> Description of the task: Return every line of the material below unchanged, in the same order.

> Material shown:
-------------------------

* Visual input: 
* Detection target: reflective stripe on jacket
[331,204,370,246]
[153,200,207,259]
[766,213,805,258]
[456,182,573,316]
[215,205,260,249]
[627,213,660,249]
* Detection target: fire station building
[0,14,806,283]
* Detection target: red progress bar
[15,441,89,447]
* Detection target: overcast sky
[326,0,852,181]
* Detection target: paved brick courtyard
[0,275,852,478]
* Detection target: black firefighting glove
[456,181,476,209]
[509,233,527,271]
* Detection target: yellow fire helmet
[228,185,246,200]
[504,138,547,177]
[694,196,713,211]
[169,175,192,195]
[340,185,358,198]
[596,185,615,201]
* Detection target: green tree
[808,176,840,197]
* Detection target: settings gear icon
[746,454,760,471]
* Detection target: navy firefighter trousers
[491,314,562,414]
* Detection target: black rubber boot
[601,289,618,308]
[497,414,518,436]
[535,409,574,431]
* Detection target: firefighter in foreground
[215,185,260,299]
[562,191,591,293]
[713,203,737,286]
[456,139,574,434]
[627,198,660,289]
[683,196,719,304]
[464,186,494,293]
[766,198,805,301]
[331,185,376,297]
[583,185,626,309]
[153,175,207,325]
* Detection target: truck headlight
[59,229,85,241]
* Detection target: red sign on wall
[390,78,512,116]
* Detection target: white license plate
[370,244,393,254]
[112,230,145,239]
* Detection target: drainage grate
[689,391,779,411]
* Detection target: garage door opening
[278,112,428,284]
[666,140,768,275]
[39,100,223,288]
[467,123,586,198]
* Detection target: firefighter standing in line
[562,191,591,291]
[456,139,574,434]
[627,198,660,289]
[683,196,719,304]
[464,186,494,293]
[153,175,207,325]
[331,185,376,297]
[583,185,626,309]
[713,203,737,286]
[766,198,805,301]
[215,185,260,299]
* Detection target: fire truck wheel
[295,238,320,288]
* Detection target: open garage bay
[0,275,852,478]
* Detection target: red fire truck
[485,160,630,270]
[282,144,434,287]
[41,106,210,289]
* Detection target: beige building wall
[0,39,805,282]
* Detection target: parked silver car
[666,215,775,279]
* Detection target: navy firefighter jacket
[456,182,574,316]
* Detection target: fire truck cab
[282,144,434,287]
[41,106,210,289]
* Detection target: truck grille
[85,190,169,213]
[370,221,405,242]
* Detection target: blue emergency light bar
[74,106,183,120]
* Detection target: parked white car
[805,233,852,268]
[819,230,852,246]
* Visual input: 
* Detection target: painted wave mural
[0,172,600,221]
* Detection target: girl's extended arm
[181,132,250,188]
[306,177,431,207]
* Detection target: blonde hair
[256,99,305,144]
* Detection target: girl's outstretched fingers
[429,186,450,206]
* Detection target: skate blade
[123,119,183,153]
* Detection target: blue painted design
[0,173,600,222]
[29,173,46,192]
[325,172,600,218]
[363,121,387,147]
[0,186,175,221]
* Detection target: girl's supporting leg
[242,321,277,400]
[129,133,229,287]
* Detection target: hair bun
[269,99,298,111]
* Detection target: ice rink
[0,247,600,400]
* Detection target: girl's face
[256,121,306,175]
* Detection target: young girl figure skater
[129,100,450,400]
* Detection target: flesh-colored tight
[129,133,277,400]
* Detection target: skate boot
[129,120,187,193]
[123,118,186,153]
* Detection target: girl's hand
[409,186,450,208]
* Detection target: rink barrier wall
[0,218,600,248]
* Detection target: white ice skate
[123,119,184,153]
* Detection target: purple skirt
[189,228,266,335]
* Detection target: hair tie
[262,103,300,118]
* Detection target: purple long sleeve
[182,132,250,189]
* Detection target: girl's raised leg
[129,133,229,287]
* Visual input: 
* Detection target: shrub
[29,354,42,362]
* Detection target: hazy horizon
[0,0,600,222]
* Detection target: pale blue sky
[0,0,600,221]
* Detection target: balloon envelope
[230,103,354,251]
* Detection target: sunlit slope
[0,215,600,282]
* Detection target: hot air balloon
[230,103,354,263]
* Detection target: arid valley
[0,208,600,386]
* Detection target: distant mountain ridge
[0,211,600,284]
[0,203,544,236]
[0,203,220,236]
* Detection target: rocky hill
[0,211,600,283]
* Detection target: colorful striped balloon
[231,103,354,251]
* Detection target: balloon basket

-------------------------

> The result:
* Visual input: 
* Detection target: reflective stripe on jacket
[331,204,370,246]
[153,200,207,259]
[766,213,805,258]
[456,182,573,316]
[215,205,260,249]
[627,213,660,249]
* Detection target: fire station building
[0,14,806,283]
* Detection target: red progress bar
[15,441,89,447]
* Detection target: overcast sky
[326,0,852,181]
* Detection target: paved brick courtyard
[0,275,852,478]
* Detection target: black firefighting glove
[456,181,476,209]
[509,233,527,271]
* Detection target: yellow fire helmet
[228,185,246,200]
[504,138,547,177]
[694,196,713,211]
[169,175,192,195]
[340,185,358,198]
[596,185,615,201]
* Detection target: green tree
[808,176,840,197]
* Detection target: settings gear icon
[746,454,760,471]
* Detection target: navy firefighter trousers
[491,314,562,414]
* Detection target: black rubber boot
[601,289,618,308]
[497,414,518,436]
[535,409,574,431]
* Detection target: firefighter in foreground
[215,185,260,299]
[562,191,591,293]
[713,203,737,286]
[456,139,574,434]
[627,198,660,289]
[683,196,719,304]
[464,186,494,293]
[766,198,805,301]
[331,185,376,297]
[583,185,626,309]
[153,175,207,325]
* Detection target: truck headlight
[59,229,85,241]
* Detection target: red sign on wall
[390,78,512,116]
* Detection target: white license plate
[370,244,393,254]
[112,230,145,239]
* Detection target: drainage grate
[689,391,779,411]
* Detection target: garage door opening
[278,112,428,284]
[666,140,768,275]
[39,100,223,288]
[467,123,586,198]
* Detection target: firefighter standing in line
[562,191,591,291]
[456,139,574,434]
[627,198,660,289]
[683,196,719,304]
[464,186,494,293]
[153,175,207,325]
[331,185,376,297]
[583,185,626,309]
[713,203,737,286]
[766,198,805,301]
[215,185,260,299]
* Detection target: fire truck wheel
[295,238,320,288]
* Detection target: open garage bay
[0,275,852,478]
* Detection target: red fire truck
[485,160,630,270]
[282,144,434,287]
[41,106,210,289]
* Detection target: beige building wall
[0,39,805,282]
* Detection target: parked silver car
[666,215,775,279]
* Detection target: navy firefighter jacket
[456,182,574,316]
* Detection target: fire truck cab
[282,144,434,287]
[41,106,210,289]
* Detection target: truck grille
[85,190,169,213]
[370,221,405,242]
* Detection target: blue emergency light bar
[74,106,183,120]
* Detection target: parked white car
[805,233,852,268]
[819,230,852,246]
* Visual input: 
* Detection target: painted wave mural
[0,172,600,221]
* Detection target: girl's extended arm
[181,132,250,188]
[306,177,431,207]
* Detection target: blonde hair
[256,99,305,144]
* Detection target: girl's outstretched fingers
[429,186,450,206]
* Detection target: skate blade
[123,119,183,153]
* Detection target: blue painted design
[0,173,600,222]
[29,173,46,192]
[325,172,600,218]
[363,121,387,147]
[0,186,175,221]
* Detection target: girl's supporting leg
[242,321,277,400]
[129,133,229,287]
* Detection target: hair bun
[269,99,298,111]
* Detection target: ice rink
[0,247,600,400]
* Detection target: girl's face
[256,121,306,175]
* Detection target: young girl figure skater
[129,100,450,400]
* Detection target: flesh-colored tight
[129,133,277,400]
* Detection target: skate boot
[129,120,187,193]
[123,118,186,153]
* Detection target: girl's hand
[409,186,450,208]
* Detection target: rink barrier wall
[0,218,600,248]
* Detection target: white ice skate
[123,119,184,153]
* Detection target: purple skirt
[189,228,266,335]
* Detection target: hair tie
[262,103,300,118]
* Detection target: purple long sleeve
[182,132,250,189]
* Detection target: girl's raised leg
[129,133,229,287]
* Visual input: 
* Detection target: shrub
[29,354,42,362]
* Detection target: hazy horizon
[0,0,600,222]
* Detection target: pale blue sky
[0,0,600,221]
* Detection target: balloon envelope
[230,103,354,251]
* Detection target: sunlit slope
[0,215,600,282]
* Detection target: hot air balloon
[230,103,354,263]
* Detection target: arid valley
[0,208,600,386]
* Detection target: distant mountain ridge
[0,211,600,284]
[0,203,544,236]
[0,203,220,236]
* Detection target: rocky hill
[0,211,600,283]
* Detection target: colorful striped balloon
[231,103,354,251]
* Detection target: balloon basket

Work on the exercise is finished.